[TEXT]:
————————
DevelopsenseLogo

Pairwise Testing

I wrote a paper on pairwise testing in 2004 (and earlier), and now, in 2007, it’s time for an update. This post is an edited version of an appendix that I’ve recently added to that paper.

First, there appears to be great confusion in the world between orthogonal arrays and pairwise testing. People use the terms interchangeably, but there is a clear and significant difference. I’m fairly proud of the fact that I note that difference in my article albeit in some painful and not-very-interesting-to-most-people detail, and I think I get it right. If we’re going to talk about these things we might as well get them right, so if I’m wrong, I urge you to disabuse me.

Second, I’m no longer convinced of the virtues of either orthogonal arrays or pairwise testing, at least not in the pat and surfacey way that I talked about them in the original version of the article.

An on-the-job experience provided a tremor. The project was already a year behind schedule (for an 18-month project), and in dire shape. Pretty much everyone knew it, so the goal became plausible deniability&emdash;or, less formally, ass-covering. One of the senior project manager looked over my carefully constructed pairwise table, and said “Hey… this looks really good&emdash;this will impress the auditors.” He didn’t have other questions, and he seemed not to be concerned about the state of the project. Impressing the auditors was all that mattered.

This gave me pause, because it suddenly felt as though my work was being used to help fool people. I wondered if I was fooling myself too. Until that moment, I had taken some pride in the work that I had been doing. Figuring out the variables to be tested had taken a long time, and preparing the tables had taken quite a while too. Was the value of my work matching the cost? I suddenly realized that I hadn’t interacted with the product at all. When I finally got around to it, I discovered that the number, scope, and severity of problems in the product were such that the pairwise tests were, for that time, not only unnecessary but a serious waste of time. The product simply wasn’t stable enough to use them. Perhaps much later, after those problems had been fixed, and after I had learned a lot more about the product, I could have done a far better job of creating pairwise tables&emdash;but by then I might have found that pairwise tables wouldn’t have shed light on the things that mattered to the project. At that point I should have been operating and observing the product, rather than planning to test a product that desperately needed testing right away.

My test manager, for whom I have great respect, disappeared from that project due to differences with the project managers, and I was encouraged to disappear a week or two later. The project had been scheduled to deploy about six weeks after that. It didn’t. It eventually got released four months later, was pulled from production, and then re-released about six months after that.
————————
[CHALLENGES]:
1/ Can you reproduce the pairwise testing post word for word, everything from "DevelopsenseLogo" down to "of the article."?
2/ Could you write the next part of the pairwise testing post, picking up right after its final sentence?
The data that comes next stands apart from the post on pairwise testing.

Coordinate annotation data:
————————
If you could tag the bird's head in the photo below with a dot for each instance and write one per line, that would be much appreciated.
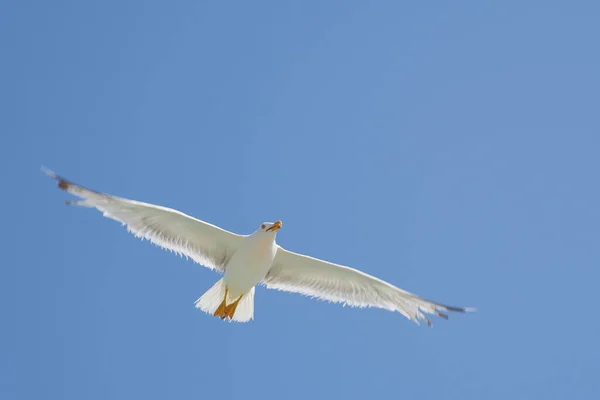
(270, 227)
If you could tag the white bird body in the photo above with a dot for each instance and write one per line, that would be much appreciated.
(250, 263)
(248, 260)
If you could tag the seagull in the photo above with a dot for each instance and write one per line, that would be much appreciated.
(248, 260)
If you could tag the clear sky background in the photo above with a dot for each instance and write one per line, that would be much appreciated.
(451, 149)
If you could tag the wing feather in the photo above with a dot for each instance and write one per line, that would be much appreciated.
(293, 272)
(170, 229)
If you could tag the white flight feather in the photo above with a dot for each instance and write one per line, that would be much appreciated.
(293, 272)
(170, 229)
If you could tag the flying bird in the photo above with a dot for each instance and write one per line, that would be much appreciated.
(248, 260)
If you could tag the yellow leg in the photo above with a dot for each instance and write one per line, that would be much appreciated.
(230, 309)
(220, 311)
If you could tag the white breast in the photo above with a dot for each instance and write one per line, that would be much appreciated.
(249, 265)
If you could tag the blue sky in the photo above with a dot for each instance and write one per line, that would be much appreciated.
(451, 149)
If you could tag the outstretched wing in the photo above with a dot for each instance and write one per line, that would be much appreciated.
(170, 229)
(292, 272)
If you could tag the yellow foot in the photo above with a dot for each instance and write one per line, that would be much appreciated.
(230, 309)
(220, 311)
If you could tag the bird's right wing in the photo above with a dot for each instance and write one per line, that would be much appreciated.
(293, 272)
(170, 229)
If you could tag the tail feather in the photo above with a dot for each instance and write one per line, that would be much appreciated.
(210, 301)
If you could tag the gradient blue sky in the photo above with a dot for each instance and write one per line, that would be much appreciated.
(452, 149)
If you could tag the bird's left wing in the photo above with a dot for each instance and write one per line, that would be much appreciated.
(170, 229)
(292, 272)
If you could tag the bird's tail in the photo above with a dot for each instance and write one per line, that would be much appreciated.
(210, 301)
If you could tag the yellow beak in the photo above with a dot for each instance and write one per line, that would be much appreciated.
(276, 226)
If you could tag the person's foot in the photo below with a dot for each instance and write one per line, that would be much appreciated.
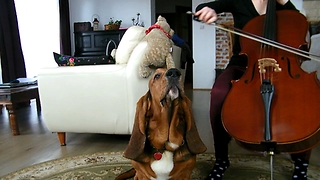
(300, 170)
(220, 166)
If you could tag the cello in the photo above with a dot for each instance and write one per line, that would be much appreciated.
(273, 106)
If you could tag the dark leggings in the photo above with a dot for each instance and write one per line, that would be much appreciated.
(219, 92)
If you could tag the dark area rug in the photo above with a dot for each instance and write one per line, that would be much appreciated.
(106, 166)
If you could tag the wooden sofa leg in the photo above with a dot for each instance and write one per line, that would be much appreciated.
(62, 138)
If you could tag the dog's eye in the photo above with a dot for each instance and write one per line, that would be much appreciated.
(156, 76)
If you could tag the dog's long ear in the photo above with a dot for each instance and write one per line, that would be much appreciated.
(194, 142)
(138, 137)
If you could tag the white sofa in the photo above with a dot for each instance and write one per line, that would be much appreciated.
(96, 98)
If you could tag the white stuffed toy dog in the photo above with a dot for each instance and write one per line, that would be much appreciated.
(159, 49)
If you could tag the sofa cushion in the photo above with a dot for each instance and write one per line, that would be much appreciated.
(128, 42)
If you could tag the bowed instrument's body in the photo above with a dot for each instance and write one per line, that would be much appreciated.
(275, 105)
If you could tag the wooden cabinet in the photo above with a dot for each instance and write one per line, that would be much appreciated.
(94, 43)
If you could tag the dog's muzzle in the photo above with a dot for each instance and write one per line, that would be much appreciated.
(173, 77)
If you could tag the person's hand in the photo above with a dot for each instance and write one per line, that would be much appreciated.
(206, 15)
(282, 2)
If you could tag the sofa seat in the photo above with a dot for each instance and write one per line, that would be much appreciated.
(94, 98)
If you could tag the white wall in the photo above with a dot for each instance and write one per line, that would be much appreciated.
(83, 11)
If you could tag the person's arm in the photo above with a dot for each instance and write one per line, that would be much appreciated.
(286, 4)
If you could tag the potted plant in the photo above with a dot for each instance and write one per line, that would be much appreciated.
(113, 24)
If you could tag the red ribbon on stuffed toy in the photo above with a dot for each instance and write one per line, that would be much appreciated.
(157, 26)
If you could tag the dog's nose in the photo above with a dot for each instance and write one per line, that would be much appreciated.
(173, 73)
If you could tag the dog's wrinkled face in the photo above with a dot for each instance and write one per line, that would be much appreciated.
(166, 91)
(168, 82)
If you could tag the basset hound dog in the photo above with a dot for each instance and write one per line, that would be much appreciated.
(164, 141)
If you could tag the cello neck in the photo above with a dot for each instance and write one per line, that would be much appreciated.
(270, 27)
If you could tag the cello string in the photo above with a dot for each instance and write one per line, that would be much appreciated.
(278, 45)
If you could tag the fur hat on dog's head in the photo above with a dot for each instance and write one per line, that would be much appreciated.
(162, 22)
(158, 53)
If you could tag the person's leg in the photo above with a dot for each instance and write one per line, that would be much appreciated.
(219, 92)
(301, 163)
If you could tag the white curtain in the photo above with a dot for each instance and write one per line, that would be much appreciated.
(39, 33)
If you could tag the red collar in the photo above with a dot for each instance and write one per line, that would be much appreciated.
(158, 27)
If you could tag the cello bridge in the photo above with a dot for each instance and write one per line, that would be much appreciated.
(268, 62)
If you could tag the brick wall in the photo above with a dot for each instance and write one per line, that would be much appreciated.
(222, 39)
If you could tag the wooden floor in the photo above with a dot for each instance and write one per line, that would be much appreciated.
(36, 144)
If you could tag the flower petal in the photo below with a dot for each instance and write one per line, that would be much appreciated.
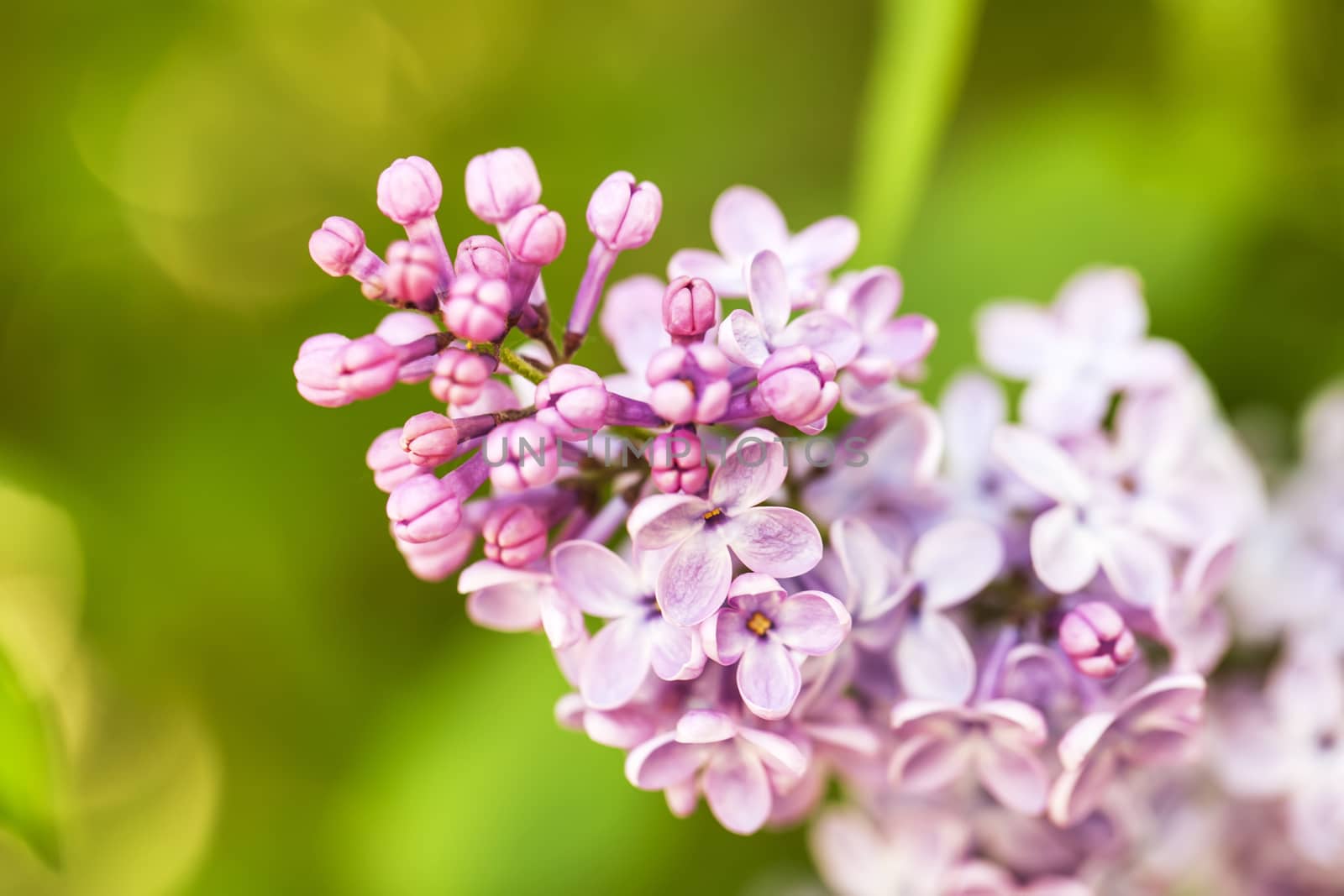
(601, 584)
(934, 660)
(1016, 338)
(768, 291)
(753, 469)
(662, 762)
(632, 320)
(1062, 551)
(506, 607)
(664, 520)
(779, 542)
(956, 560)
(743, 340)
(1014, 774)
(812, 622)
(745, 221)
(823, 246)
(1041, 464)
(769, 679)
(705, 727)
(1136, 566)
(676, 652)
(694, 582)
(738, 790)
(824, 332)
(616, 664)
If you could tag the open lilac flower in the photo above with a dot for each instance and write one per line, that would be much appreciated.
(1155, 725)
(746, 222)
(636, 640)
(749, 338)
(1079, 352)
(739, 768)
(890, 345)
(938, 743)
(768, 633)
(911, 849)
(1088, 530)
(779, 542)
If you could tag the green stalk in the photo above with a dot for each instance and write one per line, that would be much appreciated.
(918, 62)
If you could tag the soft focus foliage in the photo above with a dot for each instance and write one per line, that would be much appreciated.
(163, 167)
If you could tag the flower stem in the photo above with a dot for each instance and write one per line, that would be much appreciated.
(917, 67)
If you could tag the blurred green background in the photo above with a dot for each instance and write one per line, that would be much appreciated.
(223, 679)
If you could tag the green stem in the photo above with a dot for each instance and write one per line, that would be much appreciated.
(917, 69)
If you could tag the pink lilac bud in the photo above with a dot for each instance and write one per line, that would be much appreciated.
(690, 383)
(460, 375)
(484, 257)
(318, 369)
(1095, 636)
(676, 461)
(369, 367)
(522, 454)
(515, 535)
(423, 508)
(797, 385)
(501, 184)
(339, 249)
(429, 439)
(389, 461)
(535, 235)
(571, 401)
(405, 328)
(438, 559)
(624, 214)
(690, 308)
(413, 273)
(409, 191)
(477, 309)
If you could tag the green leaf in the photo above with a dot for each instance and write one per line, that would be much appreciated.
(27, 768)
(916, 76)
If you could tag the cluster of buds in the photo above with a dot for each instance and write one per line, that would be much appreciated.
(987, 627)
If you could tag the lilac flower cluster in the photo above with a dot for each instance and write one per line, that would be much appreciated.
(994, 631)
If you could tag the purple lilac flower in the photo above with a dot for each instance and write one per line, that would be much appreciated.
(746, 222)
(768, 633)
(780, 542)
(638, 638)
(736, 765)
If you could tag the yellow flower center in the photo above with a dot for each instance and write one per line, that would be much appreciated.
(759, 624)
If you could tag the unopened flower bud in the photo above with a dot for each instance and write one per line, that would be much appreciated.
(484, 257)
(1095, 636)
(423, 508)
(676, 461)
(515, 535)
(460, 375)
(339, 249)
(501, 183)
(477, 309)
(690, 308)
(389, 461)
(571, 402)
(413, 273)
(429, 439)
(522, 454)
(409, 191)
(535, 235)
(690, 383)
(797, 385)
(624, 214)
(369, 367)
(318, 369)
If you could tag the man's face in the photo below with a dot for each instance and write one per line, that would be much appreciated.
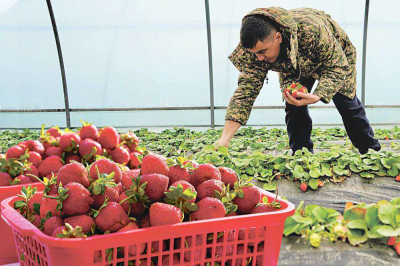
(268, 49)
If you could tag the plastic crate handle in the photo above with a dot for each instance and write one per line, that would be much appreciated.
(15, 219)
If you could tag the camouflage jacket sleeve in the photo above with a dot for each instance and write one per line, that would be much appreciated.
(250, 82)
(334, 65)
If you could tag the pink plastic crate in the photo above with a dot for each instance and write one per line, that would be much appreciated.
(8, 252)
(36, 248)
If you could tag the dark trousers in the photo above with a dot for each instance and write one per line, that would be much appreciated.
(299, 123)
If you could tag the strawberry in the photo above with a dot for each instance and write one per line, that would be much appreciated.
(73, 172)
(111, 218)
(157, 184)
(208, 208)
(49, 205)
(251, 197)
(50, 151)
(5, 179)
(69, 141)
(50, 165)
(208, 188)
(203, 173)
(162, 214)
(132, 248)
(84, 221)
(72, 157)
(15, 152)
(78, 199)
(154, 163)
(228, 176)
(34, 158)
(51, 224)
(105, 166)
(54, 131)
(108, 137)
(131, 140)
(127, 176)
(120, 155)
(135, 160)
(89, 148)
(303, 187)
(88, 131)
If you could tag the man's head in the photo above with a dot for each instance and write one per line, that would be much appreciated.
(260, 35)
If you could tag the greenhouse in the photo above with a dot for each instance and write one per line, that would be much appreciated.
(207, 132)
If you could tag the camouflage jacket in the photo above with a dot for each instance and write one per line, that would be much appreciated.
(317, 47)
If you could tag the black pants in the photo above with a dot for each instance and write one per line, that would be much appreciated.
(299, 123)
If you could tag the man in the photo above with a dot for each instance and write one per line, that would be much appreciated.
(303, 45)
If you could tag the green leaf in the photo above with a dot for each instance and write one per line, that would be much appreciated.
(313, 183)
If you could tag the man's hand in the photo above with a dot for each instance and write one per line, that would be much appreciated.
(306, 99)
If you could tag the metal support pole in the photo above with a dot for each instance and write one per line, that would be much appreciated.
(53, 23)
(364, 58)
(210, 68)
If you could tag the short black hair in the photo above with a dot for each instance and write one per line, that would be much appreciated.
(255, 28)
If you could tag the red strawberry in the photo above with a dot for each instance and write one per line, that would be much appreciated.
(73, 172)
(37, 198)
(34, 158)
(69, 141)
(208, 208)
(54, 131)
(127, 177)
(49, 205)
(34, 145)
(89, 148)
(228, 176)
(162, 214)
(112, 218)
(51, 224)
(89, 131)
(84, 221)
(208, 188)
(5, 179)
(132, 248)
(108, 137)
(154, 163)
(120, 155)
(73, 157)
(251, 198)
(205, 172)
(50, 151)
(78, 200)
(105, 166)
(50, 165)
(109, 192)
(134, 160)
(15, 152)
(157, 184)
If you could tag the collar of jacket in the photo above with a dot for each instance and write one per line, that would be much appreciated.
(286, 21)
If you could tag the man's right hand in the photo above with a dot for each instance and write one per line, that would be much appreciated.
(229, 131)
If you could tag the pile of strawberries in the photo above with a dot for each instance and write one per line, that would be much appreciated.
(294, 88)
(55, 148)
(104, 196)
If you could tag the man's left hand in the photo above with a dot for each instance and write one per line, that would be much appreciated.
(305, 99)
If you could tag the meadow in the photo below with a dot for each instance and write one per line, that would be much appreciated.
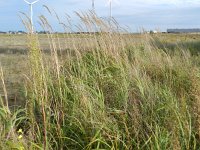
(111, 90)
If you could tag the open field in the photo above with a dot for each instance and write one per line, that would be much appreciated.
(106, 91)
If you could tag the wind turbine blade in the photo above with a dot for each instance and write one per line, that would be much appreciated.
(27, 2)
(35, 2)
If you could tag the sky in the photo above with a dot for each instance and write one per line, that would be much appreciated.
(131, 14)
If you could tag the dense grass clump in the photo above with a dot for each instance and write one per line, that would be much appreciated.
(107, 93)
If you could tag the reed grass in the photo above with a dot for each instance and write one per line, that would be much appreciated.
(107, 94)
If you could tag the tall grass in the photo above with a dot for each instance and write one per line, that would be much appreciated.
(106, 92)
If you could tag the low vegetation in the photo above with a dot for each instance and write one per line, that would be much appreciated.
(111, 93)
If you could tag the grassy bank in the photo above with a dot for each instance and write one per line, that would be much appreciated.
(110, 93)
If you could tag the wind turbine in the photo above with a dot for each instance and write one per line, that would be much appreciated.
(93, 5)
(31, 11)
(110, 3)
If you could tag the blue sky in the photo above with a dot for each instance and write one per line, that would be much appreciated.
(136, 14)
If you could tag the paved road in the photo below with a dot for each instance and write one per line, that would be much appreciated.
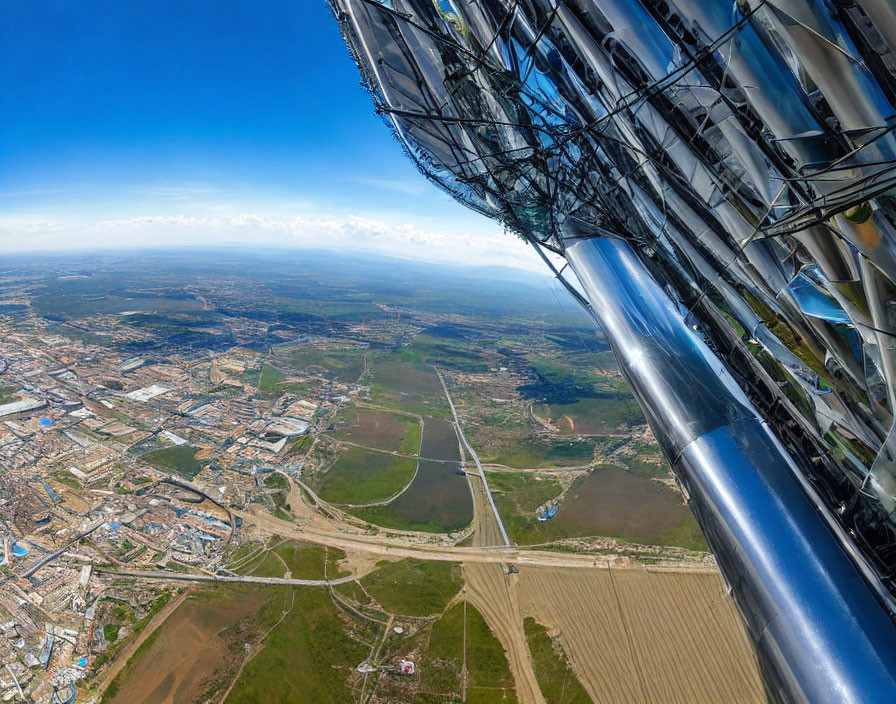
(245, 579)
(463, 439)
(53, 555)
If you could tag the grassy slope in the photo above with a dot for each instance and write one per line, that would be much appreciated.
(413, 587)
(360, 477)
(558, 683)
(305, 659)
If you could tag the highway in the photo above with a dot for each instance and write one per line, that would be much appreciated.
(463, 439)
(242, 579)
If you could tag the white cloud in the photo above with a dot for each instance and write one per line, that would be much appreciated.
(343, 233)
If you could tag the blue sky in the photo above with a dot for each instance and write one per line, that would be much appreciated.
(205, 120)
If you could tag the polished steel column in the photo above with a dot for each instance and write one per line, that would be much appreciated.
(820, 632)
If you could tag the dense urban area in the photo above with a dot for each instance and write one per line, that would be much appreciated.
(245, 476)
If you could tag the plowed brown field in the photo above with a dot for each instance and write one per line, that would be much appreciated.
(640, 636)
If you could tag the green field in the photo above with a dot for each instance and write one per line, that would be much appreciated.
(531, 453)
(517, 496)
(306, 659)
(609, 502)
(270, 377)
(557, 681)
(593, 416)
(301, 560)
(346, 365)
(361, 477)
(178, 459)
(380, 430)
(276, 481)
(414, 587)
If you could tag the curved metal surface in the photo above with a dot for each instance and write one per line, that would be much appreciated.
(820, 633)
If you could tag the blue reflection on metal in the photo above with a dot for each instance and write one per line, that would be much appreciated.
(735, 163)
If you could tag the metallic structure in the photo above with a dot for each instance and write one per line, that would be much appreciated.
(719, 177)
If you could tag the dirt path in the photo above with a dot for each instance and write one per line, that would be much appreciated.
(259, 646)
(494, 594)
(121, 660)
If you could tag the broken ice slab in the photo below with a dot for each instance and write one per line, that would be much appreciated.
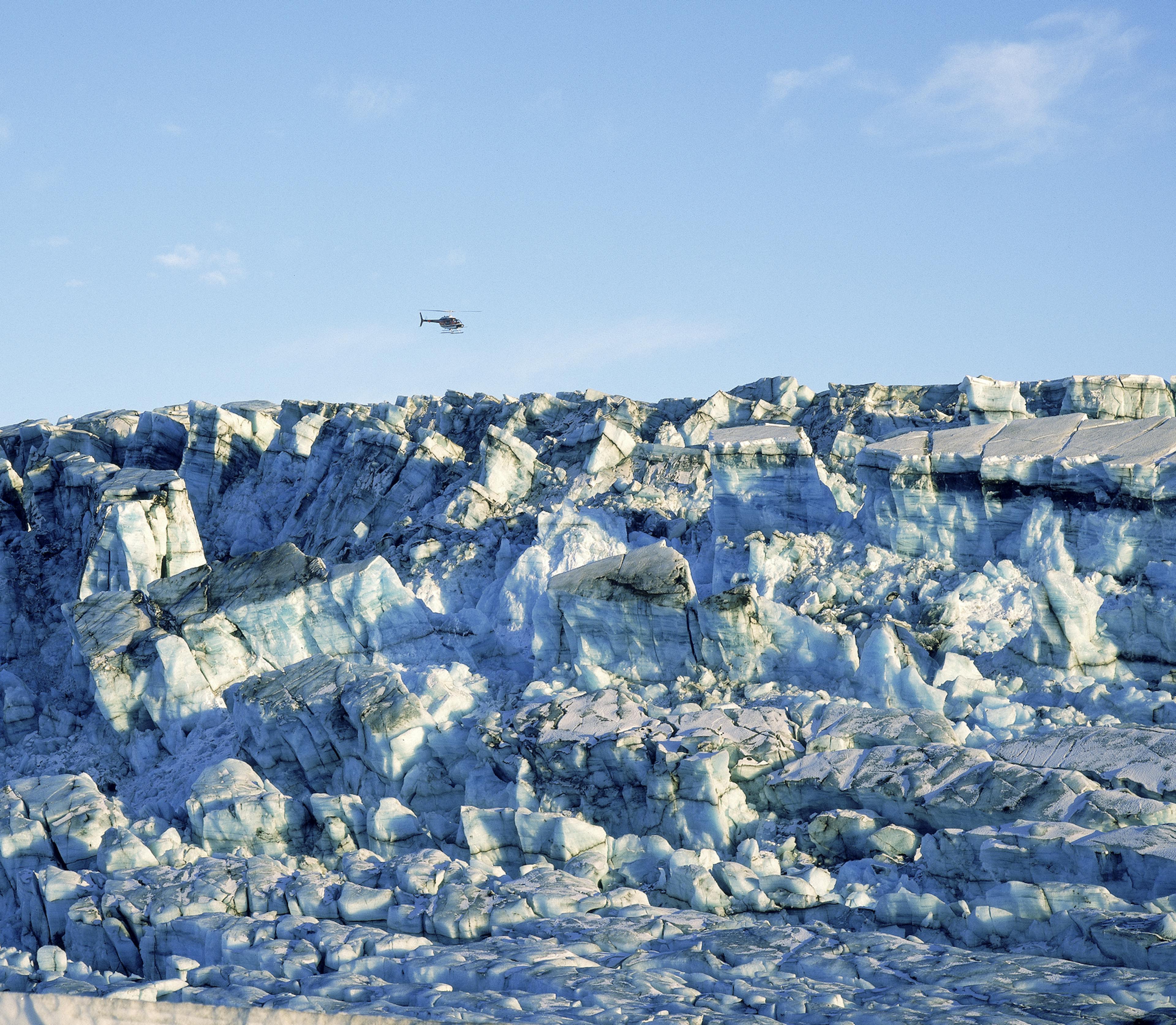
(982, 484)
(767, 479)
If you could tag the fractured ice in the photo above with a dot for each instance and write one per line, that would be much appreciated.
(853, 705)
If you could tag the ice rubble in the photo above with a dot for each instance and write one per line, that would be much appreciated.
(840, 706)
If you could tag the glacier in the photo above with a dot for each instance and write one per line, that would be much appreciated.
(854, 705)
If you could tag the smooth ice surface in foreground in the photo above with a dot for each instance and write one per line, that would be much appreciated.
(813, 708)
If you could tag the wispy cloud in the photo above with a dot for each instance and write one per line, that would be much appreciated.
(368, 99)
(1013, 99)
(782, 84)
(219, 267)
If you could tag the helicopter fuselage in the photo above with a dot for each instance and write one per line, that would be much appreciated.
(451, 324)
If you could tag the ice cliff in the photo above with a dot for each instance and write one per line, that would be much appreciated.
(839, 706)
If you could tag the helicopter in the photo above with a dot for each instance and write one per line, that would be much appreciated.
(450, 324)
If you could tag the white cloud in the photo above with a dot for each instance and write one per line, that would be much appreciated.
(1013, 100)
(784, 84)
(368, 99)
(213, 267)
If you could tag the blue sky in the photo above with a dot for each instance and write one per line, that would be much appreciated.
(230, 202)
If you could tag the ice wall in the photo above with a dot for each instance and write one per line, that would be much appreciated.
(852, 705)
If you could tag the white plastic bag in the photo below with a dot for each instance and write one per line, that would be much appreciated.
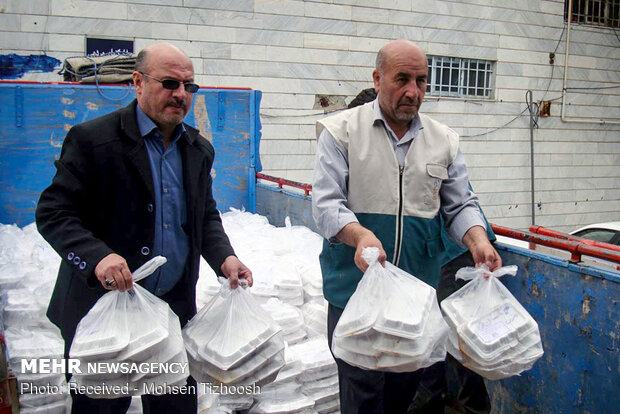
(391, 323)
(130, 328)
(491, 333)
(234, 340)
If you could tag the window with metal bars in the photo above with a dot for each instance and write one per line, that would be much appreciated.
(459, 77)
(594, 12)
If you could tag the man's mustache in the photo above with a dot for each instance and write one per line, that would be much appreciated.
(407, 101)
(176, 103)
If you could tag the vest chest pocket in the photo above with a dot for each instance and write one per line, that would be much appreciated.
(436, 174)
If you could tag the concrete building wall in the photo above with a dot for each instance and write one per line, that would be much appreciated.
(293, 50)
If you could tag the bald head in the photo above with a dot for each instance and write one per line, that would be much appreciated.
(400, 82)
(159, 50)
(395, 48)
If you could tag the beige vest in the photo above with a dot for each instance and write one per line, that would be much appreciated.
(374, 182)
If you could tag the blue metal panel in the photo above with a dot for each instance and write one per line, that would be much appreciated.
(276, 204)
(34, 119)
(576, 308)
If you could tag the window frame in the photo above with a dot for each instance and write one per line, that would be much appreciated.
(597, 13)
(458, 71)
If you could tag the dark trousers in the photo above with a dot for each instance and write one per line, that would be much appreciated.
(449, 383)
(151, 404)
(370, 392)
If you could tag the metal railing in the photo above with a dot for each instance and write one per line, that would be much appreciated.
————————
[RESPONSES]:
1/
DevelopsenseLogo

Pairwise Testing

I wrote a paper on pairwise testing in 2004 (and earlier), and now, in 2007, it’s time for an update. This post is an edited version of an appendix that I’ve recently added to that paper.

First, there appears to be great confusion in the world between orthogonal arrays and pairwise testing. People use the terms interchangeably, but there is a clear and significant difference. I’m fairly proud of the fact that I note that difference in my article albeit in some painful and not-very-interesting-to-most-people detail, and I think I get it right. If we’re going to talk about these things we might as well get them right, so if I’m wrong, I urge you to disabuse me.

Second, I’m no longer convinced of the virtues of either orthogonal arrays or pairwise testing, at least not in the pat and surfacey way that I talked about them in the original version of the article.

2/
A year or so later, there was an earthquake in the form of this paper by James Bach and Pat Schroeder. If you want to understand a much more nuanced and coherent story about pairwise testing than the one that I prepared in 2004, look there.

Pairwise testing is very seductive. It provides us with a plausible story to tell about one form of test coverage, it’s dressed up in fancy mathematical clothing, and it looks like it might reduce our workload. Does it provide the kind of coverage the kind that’s most important to the project? Is reducing the number of tests we run a goal, or is it a form of goal displacement? Might we be fooling ourselves? Maybe, or maybe not, but I think we should ask. I should have.

8 replies to “Pairwise Testing”

  1. I think the real damage here was the manager’s attitude, not your work.

    It reminds me of my days as a session musician. I’d cut a track for the artist and never see them again. They could have edited all my parts, re-cut them with another drummer, or released the album with stickers proclaiming my awesome work (never happened). You can only be so responsible for how people decide to spin your stuff.

    It appears that an epiphany occurred that caused you to re-analyze the whole shebang. It struck a chord with your internal value system literally. Remember your post on “Emotions in Testing”? Maybe you should add this experience to your presentation. It would be interesting (and beneficial) for us to know how one deals with circumstances where we feel culpable even if we’re not.

    Reply
  2. Hi, Zack…

    Lately I’ve been noticing a serious vulnerability that tends to happen when we use “the”. “The” can leads us to logical fallacies involving sole explanations and single paths of causation and so on.

    There’s no question that project management’s approach in this case was pretty pathological, and I know that managers are generally responsible for the quality of work that I’m directed to do. But I’m partially responsible too. One pattern on the job is for me to fall into routine, ponderous, and heavyweight behaviour when I would likely be much more effective working more rapidly.

    Thanks for the suggestion on using this with the emotions and oracles. I’m not so sure that this post fits with that, but your response suggests that it fits with something. 🙂

    —Michael B.

    Reply
  3. Mickael,

    Certainly not wanting to clog up your blog ( hey that rhymes! ).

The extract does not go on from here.